### SET OF TASKS
(1) Answer these questions using the forum post about fitting a brake booster:
(a) What part number does the poster give for the booster on the parts store website?
(b) Which way should the curve of the input rod point?
(c) What is a typical manual brake pedal ratio?
(2) Extend the forum post about fitting a brake booster, picking up right after its final sentence.

Post by ultraranger »

Bryan_Tenn wrote:http://www.oreillyauto.com/site/c/detai ... ke+booster#

I'm still trying to figure out how to post pics here. Im used to doing it from my computer, not from a web address, anyway I dont know if this pic is gonna show up or not, but on OR's website the booster I have looks like this one. its for a 79 non cruise #50-3717

I said it curved down & hooked in the pic its curvrd up, same thing, my mistake, it moves lol

Anyway, will this type booster fit my brake pedal set-up? If not I need to know what will, I REALLY dont want to change out pedal assemblies. I read one of the articles on here & it sounded like a real PITA!

I plan on using the bracket & rod off this booster & using it as a core. Do I also need the plate it mounts to on the firewall? I assume I do, I will get it tomorrow. Theres a junkyard down the road from me, actually a collision shop, Ive known the guy all my life & he lets me get stuff cheap. I was very lucky that he had this, it was the only 70's Ford truck in his boneyard
The curved input rod MAY pose a problem in lining up with the pedal pin you have. The curve should point downward.

This is important to pedal ratio (leverage). A typical manual brake pedal ratio is around 6:1. A typical power brake pedal ratio should be around 4:1 --less leverage is needed with boosted brakes.

### DATASET CONTENT
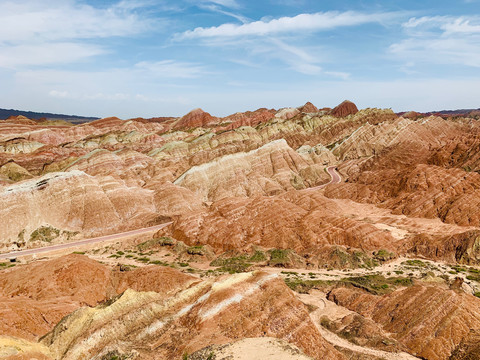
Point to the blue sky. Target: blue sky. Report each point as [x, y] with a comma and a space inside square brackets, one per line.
[164, 57]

### ANSWER LIST
(1)
(a) #50-3717
(b) Downward
(c) Around 6:1

(2)
This was a problem with my booster and all-wheel drum brakes. The input rod of my booster is straight so, the pedal ratio was still what it was when I had manual brakes. My brakes were really sensitive so, I couldn't just jump on the brake pedal. I expect the sensitivity will be less with the front discs and, I installed a slightly larger MC bore from what I had. If you can't change the pedal ratio when installing a brake booster, one way to offset the high ratio is with a larger MC bore.

Your booster's input rod should advance in a straight line into the booster, when you apply the brake pedal. You don't want the input rod to side-load going into the booster.

If you install the booster and the input rod is kicked up when connected to the pin, you're going to need to move your pedal pin down, on the upright portion of the brake pedal --if there is room to do that, to make the rod sit level.

Mustang Steve (Steve Wilkes) has a pedal pin available.

http://www.mustangsteve.com/NewPedalPin.jpg

http://www.mustangsteve.com/BRAKES.html

You should get all the components from the donor associated to the booster you have. If you don't need it fine but, if you do need it and don't have it.....
Steve

1969 SWB F100 Ranger. 240-6, C-4, 9" N-case 31-spline Traction-Lok w/3.50 gears.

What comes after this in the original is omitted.